Which lines of the records below contain the word "instance"? Copy each of them out.

────

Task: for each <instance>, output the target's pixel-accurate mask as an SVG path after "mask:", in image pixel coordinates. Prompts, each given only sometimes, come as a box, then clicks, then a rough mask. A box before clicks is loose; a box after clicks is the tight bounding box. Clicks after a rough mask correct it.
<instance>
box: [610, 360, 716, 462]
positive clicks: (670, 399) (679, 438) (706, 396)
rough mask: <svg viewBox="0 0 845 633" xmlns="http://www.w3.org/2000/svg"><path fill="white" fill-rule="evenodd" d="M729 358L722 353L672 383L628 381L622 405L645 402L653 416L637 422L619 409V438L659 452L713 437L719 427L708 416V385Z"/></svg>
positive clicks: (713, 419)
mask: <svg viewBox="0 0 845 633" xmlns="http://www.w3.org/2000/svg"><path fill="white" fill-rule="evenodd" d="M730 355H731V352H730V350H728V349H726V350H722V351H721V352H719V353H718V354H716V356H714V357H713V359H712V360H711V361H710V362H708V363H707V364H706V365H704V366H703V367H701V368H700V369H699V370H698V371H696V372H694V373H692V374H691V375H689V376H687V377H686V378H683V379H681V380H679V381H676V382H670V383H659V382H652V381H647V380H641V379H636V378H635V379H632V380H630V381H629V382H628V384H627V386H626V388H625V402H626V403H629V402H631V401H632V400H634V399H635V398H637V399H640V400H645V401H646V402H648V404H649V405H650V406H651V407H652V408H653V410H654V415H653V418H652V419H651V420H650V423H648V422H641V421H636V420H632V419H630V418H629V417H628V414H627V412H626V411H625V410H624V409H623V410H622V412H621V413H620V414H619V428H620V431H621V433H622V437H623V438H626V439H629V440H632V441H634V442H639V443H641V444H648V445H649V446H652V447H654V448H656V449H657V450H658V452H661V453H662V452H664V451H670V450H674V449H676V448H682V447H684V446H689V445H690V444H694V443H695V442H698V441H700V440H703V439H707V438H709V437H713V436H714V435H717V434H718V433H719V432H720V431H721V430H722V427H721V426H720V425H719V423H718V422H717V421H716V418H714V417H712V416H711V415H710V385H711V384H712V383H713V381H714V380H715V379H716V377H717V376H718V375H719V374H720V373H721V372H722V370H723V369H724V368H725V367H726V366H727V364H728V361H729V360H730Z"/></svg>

────

→ **EXERCISE SOLUTION**:
Task: for each <instance>, output the target's pixel-accurate mask as an SVG path after "mask:", in image pixel coordinates. Prompts, each given only sometimes, come as a box, then clicks, then a rough mask. A box before clicks is loose; a box after clicks is the tight bounding box. Clicks after a rough mask correct it.
<instance>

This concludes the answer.